### À FAIRE:
1. Recopiez fidèlement le passage du texte sur la presse et Google qui commence par « La presse vit » et se termine par « à un autre. ».
2. Résumez sous forme de liste, s'il vous plaît, le paragraphe du texte sur la presse et Google qui commence par « La presse vit une profonde transformation », en gardant ses faits principaux.

### TEXTE EXTRAIT:

———

L'affaire Google montre une volonté de la presse d'obtenir de l'argent par le pouvoir, plutôt que de chercher à vendre un bon produit.
Par Vladimir Vodarevski.

La démarche d'abord est contestable : les éditeurs de presse ont demandé une rémunération à une société qui leur apporte de l'audience ! Et le pouvoir les a soutenu dans cette démarche.
Cette démarche pose la question du modèle économique de la presse. Celle-ci bénéficie de subventions, d'une taxation réduite. Les journalistes ont leur niche fiscale. L’État et les collectivités locales font de la publicité aussi dans la presse. Aujourd'hui, l’État a signé un accord par lequel Google va apporter 60 millions d'euros à un fonds pour apporter des soutiens à la transition numérique, à des investissements, à des innovations, selon les termes un peu flous de la déclaration de l’Élysée.
La presse dépend donc beaucoup du pouvoir politique. Ce qui pose bien entendu la question de son indépendance vis-à-vis du politique. Mais, surtout, elle ne cherche pas à sortir de cette dépendance. Cette affaire Google montre une volonté d'obtenir de l'argent par le pouvoir, plutôt que de chercher à vendre un bon produit, plutôt que de créer de la valeur.
La presse vit une profonde transformation. Internet lui a fait perdre son rôle d'intermédiaire obligatoire. Aujourd'hui, chacun peut aller chercher directement l'information auparavant relayée par les journaux. Les statistiques proviennent de l'INSEE, ou des ministères. Les syndicats, les entreprises, communiquent sur internet. Beaucoup d'articles des journaux proviennent de ce type de sources. Ou ce sont des dépêches d'agence à peine réécrites, semblables d'un titre à un autre.
Il ne coûte pas cher finalement de faire un site reprenant ces informations, ainsi qu'un fil d'agence de presse. Sans passer par l'impression et la distribution de journaux papier.
Les journaux « historiques » ont une bonne audience d'ailleurs sur internet. Mais ils ont encore des coûts de structure importants, que l'internet ne permet pas d'amortir. La problématique serait donc de créer de la valeur, pour inciter le public à payer.

———

### DONNÉES FOURNIES:
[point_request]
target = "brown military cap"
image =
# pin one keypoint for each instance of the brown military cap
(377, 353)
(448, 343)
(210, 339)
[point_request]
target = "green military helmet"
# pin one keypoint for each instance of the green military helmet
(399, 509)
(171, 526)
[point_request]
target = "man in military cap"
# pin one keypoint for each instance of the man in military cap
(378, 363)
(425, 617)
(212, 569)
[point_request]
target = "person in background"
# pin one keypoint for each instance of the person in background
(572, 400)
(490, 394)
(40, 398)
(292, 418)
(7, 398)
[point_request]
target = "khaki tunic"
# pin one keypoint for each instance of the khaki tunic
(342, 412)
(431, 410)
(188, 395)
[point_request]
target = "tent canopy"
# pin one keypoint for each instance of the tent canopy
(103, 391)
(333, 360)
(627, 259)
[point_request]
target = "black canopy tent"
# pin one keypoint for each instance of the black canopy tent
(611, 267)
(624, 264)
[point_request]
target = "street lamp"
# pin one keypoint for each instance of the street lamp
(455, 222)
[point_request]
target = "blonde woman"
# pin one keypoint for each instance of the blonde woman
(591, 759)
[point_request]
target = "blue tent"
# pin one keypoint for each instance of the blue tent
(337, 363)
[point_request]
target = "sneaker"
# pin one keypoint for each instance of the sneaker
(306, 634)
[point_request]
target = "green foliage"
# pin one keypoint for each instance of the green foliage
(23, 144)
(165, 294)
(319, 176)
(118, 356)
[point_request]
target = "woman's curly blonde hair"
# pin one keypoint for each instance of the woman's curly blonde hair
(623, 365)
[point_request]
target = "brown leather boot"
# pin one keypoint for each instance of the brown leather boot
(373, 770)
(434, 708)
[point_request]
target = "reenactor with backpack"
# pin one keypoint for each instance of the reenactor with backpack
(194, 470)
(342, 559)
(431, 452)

———

### RÉPONSES AUX TÂCHES:
1.
La presse vit une profonde transformation. Internet lui a fait perdre son rôle d'intermédiaire obligatoire. Aujourd'hui, chacun peut aller chercher directement l'information auparavant relayée par les journaux. Les statistiques proviennent de l'INSEE, ou des ministères. Les syndicats, les entreprises, communiquent sur internet. Beaucoup d'articles des journaux proviennent de ce type de sources. Ou ce sont des dépêches d'agence à peine réécrites, semblables d'un titre à un autre.

2.
- La presse traverse une profonde transformation.
- Internet lui a fait perdre son rôle d'intermédiaire obligatoire : chacun peut désormais trouver directement l'information que relayaient les journaux.
- Les statistiques proviennent de l'INSEE ou des ministères, et les syndicats comme les entreprises communiquent sur internet.
- Beaucoup d'articles de journaux viennent de ces sources, ou sont des dépêches d'agence à peine réécrites et semblables d'un titre à l'autre.